§ **What is expected**
Across the whole listing, copy out every line that includes the string "helmet".

§ **Extracted data**
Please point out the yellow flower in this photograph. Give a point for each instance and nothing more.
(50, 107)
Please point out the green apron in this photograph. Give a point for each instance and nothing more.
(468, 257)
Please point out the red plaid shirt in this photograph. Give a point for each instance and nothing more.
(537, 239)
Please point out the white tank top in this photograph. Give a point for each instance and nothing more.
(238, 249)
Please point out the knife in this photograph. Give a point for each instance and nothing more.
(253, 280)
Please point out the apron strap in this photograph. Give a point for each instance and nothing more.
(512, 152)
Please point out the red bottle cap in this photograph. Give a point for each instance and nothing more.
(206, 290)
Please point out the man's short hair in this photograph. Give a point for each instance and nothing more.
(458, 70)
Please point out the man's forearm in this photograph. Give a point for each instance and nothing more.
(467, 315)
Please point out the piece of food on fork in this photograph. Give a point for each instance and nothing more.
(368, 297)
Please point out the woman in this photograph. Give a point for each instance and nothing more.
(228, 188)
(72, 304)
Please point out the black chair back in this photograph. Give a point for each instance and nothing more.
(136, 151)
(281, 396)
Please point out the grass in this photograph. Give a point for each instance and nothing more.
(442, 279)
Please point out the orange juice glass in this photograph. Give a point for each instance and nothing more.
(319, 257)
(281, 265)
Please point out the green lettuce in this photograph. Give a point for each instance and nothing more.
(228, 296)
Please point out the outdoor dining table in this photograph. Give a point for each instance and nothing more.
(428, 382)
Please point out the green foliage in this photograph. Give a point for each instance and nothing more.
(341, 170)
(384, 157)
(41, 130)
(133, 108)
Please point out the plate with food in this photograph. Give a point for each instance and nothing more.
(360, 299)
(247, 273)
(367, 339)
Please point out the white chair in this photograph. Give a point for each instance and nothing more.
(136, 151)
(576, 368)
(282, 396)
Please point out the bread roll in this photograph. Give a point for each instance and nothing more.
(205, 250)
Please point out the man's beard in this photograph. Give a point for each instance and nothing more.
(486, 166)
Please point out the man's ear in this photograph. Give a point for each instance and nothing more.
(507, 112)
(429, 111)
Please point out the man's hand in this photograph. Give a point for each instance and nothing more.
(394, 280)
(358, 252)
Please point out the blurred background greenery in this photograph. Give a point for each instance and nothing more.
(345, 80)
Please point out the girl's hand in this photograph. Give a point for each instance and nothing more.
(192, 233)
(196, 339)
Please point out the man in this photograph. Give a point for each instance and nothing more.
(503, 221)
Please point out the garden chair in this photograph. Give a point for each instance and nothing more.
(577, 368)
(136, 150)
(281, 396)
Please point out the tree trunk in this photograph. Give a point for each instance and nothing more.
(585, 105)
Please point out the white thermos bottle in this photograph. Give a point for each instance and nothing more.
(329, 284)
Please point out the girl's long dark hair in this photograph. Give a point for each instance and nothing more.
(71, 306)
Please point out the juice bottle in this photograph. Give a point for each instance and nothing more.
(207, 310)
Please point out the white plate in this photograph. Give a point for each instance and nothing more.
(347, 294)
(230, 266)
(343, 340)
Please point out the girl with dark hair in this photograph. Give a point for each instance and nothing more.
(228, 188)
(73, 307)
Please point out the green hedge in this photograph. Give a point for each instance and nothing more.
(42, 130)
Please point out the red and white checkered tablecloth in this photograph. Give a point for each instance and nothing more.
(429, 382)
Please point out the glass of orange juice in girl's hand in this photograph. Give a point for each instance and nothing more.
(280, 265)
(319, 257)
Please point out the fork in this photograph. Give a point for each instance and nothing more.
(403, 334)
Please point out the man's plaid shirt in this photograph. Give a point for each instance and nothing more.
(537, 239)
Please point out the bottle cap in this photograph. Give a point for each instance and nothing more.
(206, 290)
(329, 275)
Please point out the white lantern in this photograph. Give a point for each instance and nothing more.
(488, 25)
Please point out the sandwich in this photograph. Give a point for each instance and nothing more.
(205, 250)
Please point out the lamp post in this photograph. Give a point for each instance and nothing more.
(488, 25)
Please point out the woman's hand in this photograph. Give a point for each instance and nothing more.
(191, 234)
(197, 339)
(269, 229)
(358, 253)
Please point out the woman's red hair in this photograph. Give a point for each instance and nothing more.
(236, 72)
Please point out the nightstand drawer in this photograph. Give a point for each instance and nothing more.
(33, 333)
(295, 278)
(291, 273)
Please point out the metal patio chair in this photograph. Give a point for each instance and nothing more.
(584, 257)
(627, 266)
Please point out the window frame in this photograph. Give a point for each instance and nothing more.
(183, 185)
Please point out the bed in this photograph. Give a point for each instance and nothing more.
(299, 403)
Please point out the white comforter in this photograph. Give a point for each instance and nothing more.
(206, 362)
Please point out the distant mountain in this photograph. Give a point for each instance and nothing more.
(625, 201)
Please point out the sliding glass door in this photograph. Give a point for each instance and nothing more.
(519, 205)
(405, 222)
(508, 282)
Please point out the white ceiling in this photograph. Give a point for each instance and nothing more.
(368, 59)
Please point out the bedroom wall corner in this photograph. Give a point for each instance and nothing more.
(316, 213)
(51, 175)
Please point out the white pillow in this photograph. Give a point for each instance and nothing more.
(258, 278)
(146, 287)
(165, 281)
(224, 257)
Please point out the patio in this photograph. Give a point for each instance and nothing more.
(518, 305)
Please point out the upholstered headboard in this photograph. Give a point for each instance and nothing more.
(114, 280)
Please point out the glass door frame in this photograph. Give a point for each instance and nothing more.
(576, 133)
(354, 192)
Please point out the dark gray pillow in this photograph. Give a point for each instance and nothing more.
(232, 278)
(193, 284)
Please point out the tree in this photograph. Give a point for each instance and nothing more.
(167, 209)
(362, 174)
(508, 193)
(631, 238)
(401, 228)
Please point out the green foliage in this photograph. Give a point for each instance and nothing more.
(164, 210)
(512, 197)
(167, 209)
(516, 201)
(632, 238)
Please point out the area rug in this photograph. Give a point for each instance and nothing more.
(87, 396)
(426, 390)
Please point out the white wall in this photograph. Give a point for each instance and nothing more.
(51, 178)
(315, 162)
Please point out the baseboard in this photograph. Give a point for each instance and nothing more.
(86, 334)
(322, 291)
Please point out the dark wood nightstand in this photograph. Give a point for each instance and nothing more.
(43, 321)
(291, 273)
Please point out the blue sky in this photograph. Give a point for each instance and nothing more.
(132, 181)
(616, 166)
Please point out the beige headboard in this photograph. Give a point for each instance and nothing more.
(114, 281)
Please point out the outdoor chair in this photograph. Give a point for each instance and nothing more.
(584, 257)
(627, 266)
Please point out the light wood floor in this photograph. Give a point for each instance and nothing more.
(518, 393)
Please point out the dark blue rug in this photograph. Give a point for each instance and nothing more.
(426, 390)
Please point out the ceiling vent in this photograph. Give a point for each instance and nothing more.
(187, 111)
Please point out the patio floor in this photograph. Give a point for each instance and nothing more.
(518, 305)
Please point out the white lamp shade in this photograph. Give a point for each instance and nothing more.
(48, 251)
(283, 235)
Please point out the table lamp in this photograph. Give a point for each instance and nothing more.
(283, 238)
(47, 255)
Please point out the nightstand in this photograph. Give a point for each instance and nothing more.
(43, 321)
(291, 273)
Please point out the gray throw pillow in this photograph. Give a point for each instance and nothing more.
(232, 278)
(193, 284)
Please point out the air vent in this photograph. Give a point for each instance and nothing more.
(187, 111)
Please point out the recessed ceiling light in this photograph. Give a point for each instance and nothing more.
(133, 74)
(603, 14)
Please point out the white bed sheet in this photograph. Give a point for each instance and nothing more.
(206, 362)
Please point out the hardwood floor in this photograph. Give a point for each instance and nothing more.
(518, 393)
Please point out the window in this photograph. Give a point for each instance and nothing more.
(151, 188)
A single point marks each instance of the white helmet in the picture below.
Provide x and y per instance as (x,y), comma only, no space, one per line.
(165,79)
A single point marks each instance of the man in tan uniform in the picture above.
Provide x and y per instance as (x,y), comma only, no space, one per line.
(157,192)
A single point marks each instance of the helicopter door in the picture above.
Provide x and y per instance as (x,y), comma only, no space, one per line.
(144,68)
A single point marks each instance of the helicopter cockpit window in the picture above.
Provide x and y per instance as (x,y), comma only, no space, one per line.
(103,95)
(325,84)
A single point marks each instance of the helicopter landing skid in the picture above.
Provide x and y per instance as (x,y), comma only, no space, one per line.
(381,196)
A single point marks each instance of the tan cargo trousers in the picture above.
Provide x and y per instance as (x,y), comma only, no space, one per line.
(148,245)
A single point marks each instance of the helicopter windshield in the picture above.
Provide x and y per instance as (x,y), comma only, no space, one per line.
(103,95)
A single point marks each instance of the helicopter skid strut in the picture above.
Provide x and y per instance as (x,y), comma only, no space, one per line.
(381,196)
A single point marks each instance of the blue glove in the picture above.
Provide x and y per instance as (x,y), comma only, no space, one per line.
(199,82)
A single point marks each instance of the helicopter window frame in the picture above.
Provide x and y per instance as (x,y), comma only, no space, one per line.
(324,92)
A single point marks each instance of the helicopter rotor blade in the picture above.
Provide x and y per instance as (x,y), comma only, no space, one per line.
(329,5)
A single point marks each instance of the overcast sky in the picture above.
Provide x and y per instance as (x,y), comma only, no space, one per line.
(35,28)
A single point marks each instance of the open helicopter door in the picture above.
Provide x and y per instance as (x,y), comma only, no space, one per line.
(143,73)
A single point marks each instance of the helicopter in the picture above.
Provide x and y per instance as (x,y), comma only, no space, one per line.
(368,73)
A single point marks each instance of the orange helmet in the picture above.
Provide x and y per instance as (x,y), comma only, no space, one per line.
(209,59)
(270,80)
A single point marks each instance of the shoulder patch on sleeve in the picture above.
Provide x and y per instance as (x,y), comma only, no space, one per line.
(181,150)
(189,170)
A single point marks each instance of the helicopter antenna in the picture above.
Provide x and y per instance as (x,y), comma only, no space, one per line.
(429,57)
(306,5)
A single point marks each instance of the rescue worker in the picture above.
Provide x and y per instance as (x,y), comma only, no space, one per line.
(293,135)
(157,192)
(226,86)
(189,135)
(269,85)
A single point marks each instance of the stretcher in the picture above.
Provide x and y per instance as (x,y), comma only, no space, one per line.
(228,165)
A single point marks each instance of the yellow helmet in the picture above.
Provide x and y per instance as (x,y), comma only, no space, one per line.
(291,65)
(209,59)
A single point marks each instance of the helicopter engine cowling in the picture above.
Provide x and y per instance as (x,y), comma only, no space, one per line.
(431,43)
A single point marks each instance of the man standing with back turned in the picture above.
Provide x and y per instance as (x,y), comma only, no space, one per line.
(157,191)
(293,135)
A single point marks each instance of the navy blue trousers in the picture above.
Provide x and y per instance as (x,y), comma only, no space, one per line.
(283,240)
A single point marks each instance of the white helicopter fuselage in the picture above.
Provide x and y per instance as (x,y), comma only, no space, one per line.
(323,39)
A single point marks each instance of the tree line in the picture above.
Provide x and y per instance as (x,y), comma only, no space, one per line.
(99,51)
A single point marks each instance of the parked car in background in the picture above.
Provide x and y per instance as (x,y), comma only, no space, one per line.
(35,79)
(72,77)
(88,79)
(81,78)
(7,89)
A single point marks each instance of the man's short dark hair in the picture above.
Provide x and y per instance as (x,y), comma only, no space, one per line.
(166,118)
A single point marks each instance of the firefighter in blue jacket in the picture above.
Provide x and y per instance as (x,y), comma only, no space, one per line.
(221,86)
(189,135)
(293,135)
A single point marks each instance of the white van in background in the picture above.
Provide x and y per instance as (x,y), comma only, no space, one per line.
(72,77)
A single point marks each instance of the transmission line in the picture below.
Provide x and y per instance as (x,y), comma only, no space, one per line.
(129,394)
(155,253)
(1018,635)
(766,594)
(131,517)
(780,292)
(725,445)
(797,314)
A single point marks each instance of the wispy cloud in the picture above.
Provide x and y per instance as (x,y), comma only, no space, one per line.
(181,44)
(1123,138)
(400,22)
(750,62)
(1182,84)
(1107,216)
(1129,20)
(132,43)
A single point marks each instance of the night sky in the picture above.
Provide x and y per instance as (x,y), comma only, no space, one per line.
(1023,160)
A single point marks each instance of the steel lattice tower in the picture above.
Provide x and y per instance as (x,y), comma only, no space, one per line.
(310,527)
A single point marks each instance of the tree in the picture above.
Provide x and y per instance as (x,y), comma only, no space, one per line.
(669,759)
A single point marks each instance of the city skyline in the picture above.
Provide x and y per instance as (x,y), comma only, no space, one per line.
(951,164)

§ **Result of the exercise**
A single point marks each instance of the white helmet in the picture below.
A single point marks each instance of the orange helmet in the picture above.
A single point marks each instance of the yellow helmet in the picture above.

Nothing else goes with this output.